• **Assigned task**
Pictures in the records are to be excluded from an otherwise exact copy.

---- Information

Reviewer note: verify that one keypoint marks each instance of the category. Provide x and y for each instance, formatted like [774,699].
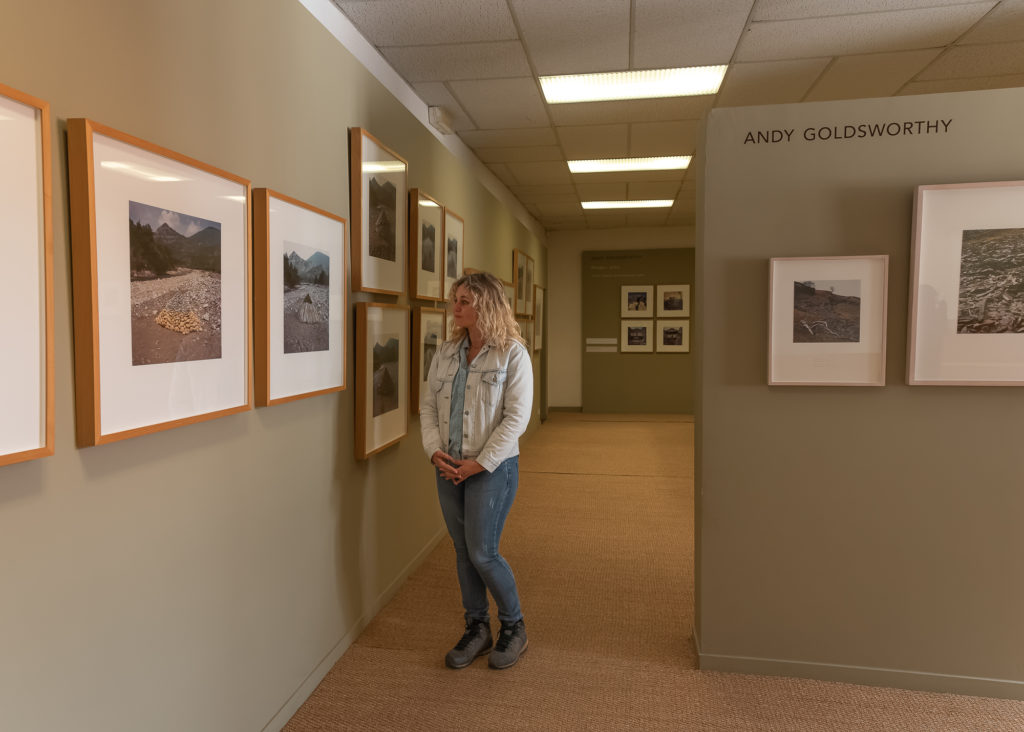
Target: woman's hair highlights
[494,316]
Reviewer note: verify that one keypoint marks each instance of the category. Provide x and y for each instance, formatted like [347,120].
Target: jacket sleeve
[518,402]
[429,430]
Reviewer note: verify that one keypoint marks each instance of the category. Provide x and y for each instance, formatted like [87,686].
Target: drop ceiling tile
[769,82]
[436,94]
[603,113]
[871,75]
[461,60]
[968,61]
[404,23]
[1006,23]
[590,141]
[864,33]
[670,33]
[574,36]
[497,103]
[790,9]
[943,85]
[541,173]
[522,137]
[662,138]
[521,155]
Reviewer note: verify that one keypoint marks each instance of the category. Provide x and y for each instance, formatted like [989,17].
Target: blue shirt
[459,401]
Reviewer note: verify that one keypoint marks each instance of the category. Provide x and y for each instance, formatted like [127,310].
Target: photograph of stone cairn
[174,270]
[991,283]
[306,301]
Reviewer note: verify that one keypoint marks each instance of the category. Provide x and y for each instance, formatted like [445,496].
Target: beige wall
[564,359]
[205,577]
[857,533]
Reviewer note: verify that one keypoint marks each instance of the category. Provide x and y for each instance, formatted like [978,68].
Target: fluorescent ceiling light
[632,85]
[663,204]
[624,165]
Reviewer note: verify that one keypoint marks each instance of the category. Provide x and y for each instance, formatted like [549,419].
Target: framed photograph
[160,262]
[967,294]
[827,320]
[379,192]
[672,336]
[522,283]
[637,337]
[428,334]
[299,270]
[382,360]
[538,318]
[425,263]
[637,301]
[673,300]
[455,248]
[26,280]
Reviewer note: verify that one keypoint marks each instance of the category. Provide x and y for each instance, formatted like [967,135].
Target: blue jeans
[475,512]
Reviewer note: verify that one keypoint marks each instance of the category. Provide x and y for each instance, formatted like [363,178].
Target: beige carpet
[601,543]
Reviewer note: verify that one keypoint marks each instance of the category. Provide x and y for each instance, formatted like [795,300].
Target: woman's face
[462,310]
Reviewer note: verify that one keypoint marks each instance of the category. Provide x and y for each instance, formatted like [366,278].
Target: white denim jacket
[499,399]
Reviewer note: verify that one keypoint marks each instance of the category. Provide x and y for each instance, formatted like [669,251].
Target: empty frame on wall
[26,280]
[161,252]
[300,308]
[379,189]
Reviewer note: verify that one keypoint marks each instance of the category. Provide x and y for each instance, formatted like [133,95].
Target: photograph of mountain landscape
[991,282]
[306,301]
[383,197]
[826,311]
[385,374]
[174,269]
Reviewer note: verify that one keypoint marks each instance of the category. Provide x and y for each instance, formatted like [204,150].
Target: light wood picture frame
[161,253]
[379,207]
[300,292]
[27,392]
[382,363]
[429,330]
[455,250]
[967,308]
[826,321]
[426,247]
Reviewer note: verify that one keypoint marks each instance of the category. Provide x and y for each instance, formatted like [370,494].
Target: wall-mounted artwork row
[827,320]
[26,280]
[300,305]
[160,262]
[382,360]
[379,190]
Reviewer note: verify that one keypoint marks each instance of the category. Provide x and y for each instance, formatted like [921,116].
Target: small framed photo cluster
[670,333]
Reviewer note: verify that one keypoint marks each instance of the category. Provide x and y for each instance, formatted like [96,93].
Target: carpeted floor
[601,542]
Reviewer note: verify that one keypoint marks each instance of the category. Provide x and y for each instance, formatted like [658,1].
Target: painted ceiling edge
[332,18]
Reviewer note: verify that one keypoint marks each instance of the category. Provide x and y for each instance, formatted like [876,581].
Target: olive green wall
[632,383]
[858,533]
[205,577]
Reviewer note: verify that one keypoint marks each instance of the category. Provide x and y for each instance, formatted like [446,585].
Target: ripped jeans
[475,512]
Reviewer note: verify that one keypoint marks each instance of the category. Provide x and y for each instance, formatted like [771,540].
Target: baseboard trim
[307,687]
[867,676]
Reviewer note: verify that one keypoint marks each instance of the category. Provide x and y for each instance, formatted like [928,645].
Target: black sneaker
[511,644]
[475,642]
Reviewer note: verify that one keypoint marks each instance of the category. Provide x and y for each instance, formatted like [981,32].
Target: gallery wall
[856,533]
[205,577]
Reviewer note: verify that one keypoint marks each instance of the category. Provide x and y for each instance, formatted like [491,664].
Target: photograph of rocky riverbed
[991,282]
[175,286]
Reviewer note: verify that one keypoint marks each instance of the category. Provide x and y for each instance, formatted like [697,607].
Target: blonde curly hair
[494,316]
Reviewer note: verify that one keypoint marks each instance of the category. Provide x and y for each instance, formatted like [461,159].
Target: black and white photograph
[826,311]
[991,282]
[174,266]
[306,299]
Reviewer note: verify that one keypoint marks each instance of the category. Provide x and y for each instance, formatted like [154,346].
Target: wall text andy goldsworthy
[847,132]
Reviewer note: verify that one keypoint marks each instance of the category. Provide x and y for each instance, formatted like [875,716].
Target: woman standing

--------

• **Solution to this problem**
Reviewer note: verify that one keypoint marks each instance of the category. Provide x and y for each instance, formatted like [774,699].
Target: woman's hair highlights
[494,316]
Reviewer note: verify that one keypoint marks each instance of the category. Provide x and y for each instance, formatted like [347,120].
Target: jacket sleeve
[518,402]
[429,430]
Reviewer note: verify that one keypoint marks each instance of the category. Provide x and y for each instance, formatted like [87,686].
Target: drop ceiling tile
[769,82]
[436,94]
[603,113]
[871,75]
[461,60]
[968,61]
[404,23]
[1006,23]
[590,141]
[864,33]
[670,33]
[574,36]
[497,103]
[790,9]
[943,85]
[541,173]
[522,137]
[662,138]
[521,155]
Reviewer note: verify that one keypoint marks each instance of the category. Provide x and y for each instance, formatted like [989,17].
Target: blue shirt
[459,401]
Reviewer note: verify that one keypoint marks each instance of the category. Provide x and y for each instance, formatted like [127,310].
Target: photograph of stone cairn
[174,270]
[991,283]
[306,301]
Reviewer note: verify that one keypoint marks each instance of the category. Provide x and y for each instance, formatted like [445,496].
Target: beige wall
[564,359]
[205,577]
[857,533]
Reviewer note: verify that one keypoint marks each instance of the category. Provide x and y for each instance, formatted like [978,68].
Target: fluorescent ceiling light
[632,85]
[663,204]
[624,165]
Reviewer note: verify that one keypoint marks each instance of the category. Provide x and y for each instance, formatted like [549,419].
Target: framed photograph
[160,262]
[967,294]
[827,320]
[379,192]
[672,336]
[522,283]
[637,337]
[428,334]
[299,270]
[382,360]
[538,318]
[425,263]
[637,301]
[673,300]
[455,248]
[26,280]
Reviewer note: verify that one keypoint marks each instance of the category. Provide x and y for each instance, formatted like [967,135].
Target: blue jeans
[475,512]
Reviewer note: verify that one keypoint marks each instance of the category. Provide x and y for each instance, formatted like [363,178].
Target: beige carpet
[601,543]
Reviewer note: verify that one keypoint marks each instance of the category. Provide x and y for each instance, formatted like [795,300].
Target: woman's face
[462,310]
Reviewer note: verify that one keypoint marks each instance of the category. Provide x and y for each instance, formatted like [366,278].
Target: white denim jacket
[499,399]
Reviewer note: verify that one keypoint marks each instance of the category. Provide x and y for each instance, formatted like [669,251].
Target: empty frame on wall
[26,280]
[161,252]
[300,308]
[379,189]
Reviewer note: verify that one keypoint marks each instance of the category. Provide x and y for each instance, formatted like [133,95].
Target: photograph of mountain landscape
[991,282]
[306,301]
[383,197]
[826,311]
[385,374]
[174,269]
Reviewer note: verify that one keypoint marks each instance of the category. Provide x and y for each instance, formatted like [204,150].
Target: light wood picture frame
[161,253]
[379,207]
[300,292]
[27,392]
[382,363]
[429,330]
[455,250]
[967,308]
[826,321]
[426,247]
Reviewer note: verify that one keypoint marks each instance of the category. Provide x and y for each instance, formatted like [370,494].
Target: wall-mounted artwork row
[827,320]
[26,280]
[300,305]
[160,262]
[382,360]
[379,190]
Reviewer note: verify that one keypoint marks each instance of the category. Provide x and y for each instance, formatted like [921,116].
Target: small framed photo cluster
[670,333]
Reviewer note: verify that one keypoint marks each instance of the category. Provide x and y for each instance, formatted like [96,93].
Target: carpeted floor
[601,542]
Reviewer note: verify that one keypoint marks each instance of the category. Provide x and y for each instance, formatted like [658,1].
Target: painted ceiling edge
[332,18]
Reviewer note: verify that one keypoint marks each instance of the category. Provide x and y for each instance, formatted like [876,581].
Target: olive green wall
[632,383]
[858,533]
[205,577]
Reviewer note: verify that one keypoint marks each instance of the category. Provide x and y for each instance, formatted like [446,585].
Target: ripped jeans
[475,512]
Reviewer note: verify that one keypoint marks each instance of the category. Provide x and y for each instance, formatted like [771,540].
Target: baseboard trim
[307,687]
[867,676]
Reviewer note: verify that one keypoint marks each instance of the category. Provide x and y for each instance, formatted like [928,645].
Target: black sneaker
[511,644]
[475,642]
Reviewer note: verify that one keypoint marks each instance of the category. Provide x and y for each instance, formatted like [981,32].
Target: gallery wall
[856,533]
[205,577]
Reviewer note: verify that one keypoint marks each instance of the category. Provide x and y for each instance, formatted like [491,664].
Target: photograph of rocky riverbed
[991,282]
[175,286]
Reviewer note: verify that one keypoint marks each instance of the category. Provide x and y for each instance, formatted like [697,607].
Target: blonde curly hair
[494,316]
Reviewer note: verify that one keypoint marks each instance of the category. Provide x and y for each instance, formatted like [461,159].
Target: black and white photograph
[826,311]
[991,282]
[174,266]
[306,299]
Reviewer note: verify that one keypoint marks each instance of the category. Provide x and y for each instance, formatted like [154,346].
Target: wall text andy goldsworthy
[847,132]
Reviewer note: verify that one keypoint marks each instance of the category. Provide x and y for each instance, formatted like [875,716].
Target: woman standing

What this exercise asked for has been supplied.